*Exercise objective*. Rewrite all the records, replacing every "positive clicks" with "foreground clicks" and leaving everything else unchanged. Leave the pictures out of your answer.

*Source material*.
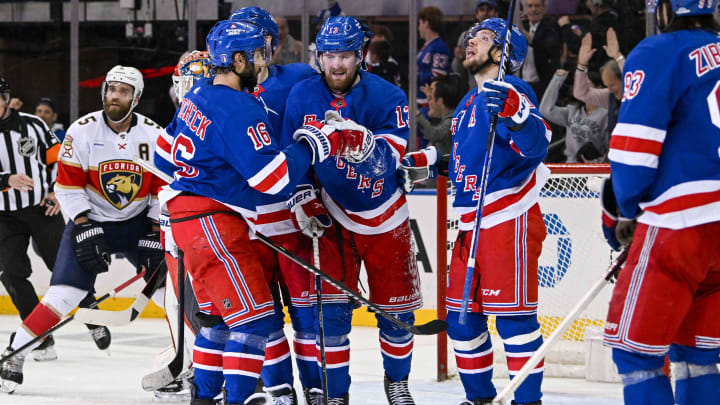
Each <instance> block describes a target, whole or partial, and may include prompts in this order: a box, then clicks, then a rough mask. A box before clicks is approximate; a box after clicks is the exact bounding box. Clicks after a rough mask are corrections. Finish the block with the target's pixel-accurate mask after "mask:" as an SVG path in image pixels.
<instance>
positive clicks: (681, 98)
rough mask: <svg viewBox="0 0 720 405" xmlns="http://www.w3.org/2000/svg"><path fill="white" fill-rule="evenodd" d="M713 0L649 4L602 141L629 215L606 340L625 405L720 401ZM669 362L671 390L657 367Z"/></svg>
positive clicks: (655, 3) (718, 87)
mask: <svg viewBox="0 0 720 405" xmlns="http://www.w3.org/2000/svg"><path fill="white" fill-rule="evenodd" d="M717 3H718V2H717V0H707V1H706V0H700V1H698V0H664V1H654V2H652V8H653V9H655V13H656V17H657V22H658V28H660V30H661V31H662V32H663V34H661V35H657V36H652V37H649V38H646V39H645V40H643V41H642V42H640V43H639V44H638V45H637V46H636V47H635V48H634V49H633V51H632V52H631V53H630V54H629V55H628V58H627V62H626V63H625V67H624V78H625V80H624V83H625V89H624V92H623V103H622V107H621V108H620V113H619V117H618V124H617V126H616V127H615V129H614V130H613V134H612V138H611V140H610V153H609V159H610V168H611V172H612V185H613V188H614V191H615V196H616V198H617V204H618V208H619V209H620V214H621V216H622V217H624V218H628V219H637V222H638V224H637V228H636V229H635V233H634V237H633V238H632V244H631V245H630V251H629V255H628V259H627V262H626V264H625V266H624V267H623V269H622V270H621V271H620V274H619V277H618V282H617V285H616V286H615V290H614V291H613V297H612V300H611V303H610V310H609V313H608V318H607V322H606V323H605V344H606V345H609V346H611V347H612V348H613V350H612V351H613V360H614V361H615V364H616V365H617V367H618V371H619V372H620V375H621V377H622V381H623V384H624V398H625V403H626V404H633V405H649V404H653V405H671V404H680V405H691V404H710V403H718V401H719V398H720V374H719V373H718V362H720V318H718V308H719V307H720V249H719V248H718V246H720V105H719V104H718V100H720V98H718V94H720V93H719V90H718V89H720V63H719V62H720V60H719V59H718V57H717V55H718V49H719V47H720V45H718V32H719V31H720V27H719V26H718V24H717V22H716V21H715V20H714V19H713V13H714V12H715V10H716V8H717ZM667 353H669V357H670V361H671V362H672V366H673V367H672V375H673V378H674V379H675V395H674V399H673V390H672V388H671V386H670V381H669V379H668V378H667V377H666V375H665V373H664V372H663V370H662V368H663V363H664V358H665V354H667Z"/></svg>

*Answer below*.
Each <instance> block describes a target, whole or partial, and may include prompts in this order: a box, then clicks, then a rough mask. A box before clicks is approximate; a box after clicks is the exact bounding box. Clicks after a rough mask are corrections. Finish the block with the target's pixel-accurate mask after "mask:" as an SVG path in image pixels.
<instance>
foreground clicks: (681, 98)
rough mask: <svg viewBox="0 0 720 405" xmlns="http://www.w3.org/2000/svg"><path fill="white" fill-rule="evenodd" d="M713 0L649 4L602 141L629 215L606 340L625 405L720 401ZM669 362L671 390L657 367Z"/></svg>
foreground clicks: (655, 3) (718, 87)
mask: <svg viewBox="0 0 720 405" xmlns="http://www.w3.org/2000/svg"><path fill="white" fill-rule="evenodd" d="M717 3H718V2H717V0H707V1H706V0H700V1H698V0H664V1H654V2H652V8H653V9H655V13H656V17H657V22H658V28H660V30H661V31H662V32H663V34H661V35H657V36H652V37H649V38H646V39H645V40H643V41H642V42H640V43H639V44H638V45H637V46H636V47H635V48H634V49H633V51H632V52H631V53H630V54H629V55H628V58H627V62H626V63H625V67H624V78H625V80H624V83H625V89H624V92H623V103H622V107H621V108H620V113H619V117H618V124H617V126H616V127H615V129H614V130H613V134H612V138H611V140H610V153H609V159H610V168H611V172H612V185H613V188H614V191H615V196H616V198H617V204H618V208H619V209H620V214H621V216H622V217H624V218H628V219H637V222H638V224H637V228H636V229H635V233H634V237H633V238H632V244H631V245H630V251H629V255H628V259H627V262H626V264H625V266H624V267H623V269H622V270H621V271H620V274H619V277H618V282H617V285H616V286H615V290H614V291H613V297H612V300H611V303H610V310H609V313H608V318H607V322H606V323H605V344H606V345H609V346H611V347H612V348H613V350H612V351H613V360H614V361H615V364H616V365H617V367H618V371H619V372H620V375H621V377H622V381H623V384H624V398H625V403H626V404H633V405H649V404H653V405H671V404H680V405H691V404H710V403H718V401H719V398H720V374H719V373H718V362H720V318H718V308H719V307H720V249H719V248H718V246H720V105H719V104H718V100H720V98H718V94H720V93H719V90H718V89H720V63H719V62H720V60H719V59H718V57H717V55H718V49H719V47H720V45H718V32H719V31H720V27H719V26H718V24H717V22H716V21H715V20H714V19H713V13H714V12H715V10H716V8H717ZM667 353H669V357H670V361H671V362H672V366H673V367H672V375H673V378H674V379H675V395H674V399H673V390H672V388H671V386H670V381H669V379H668V378H667V377H666V375H665V373H664V372H663V370H662V368H663V363H664V358H665V354H667Z"/></svg>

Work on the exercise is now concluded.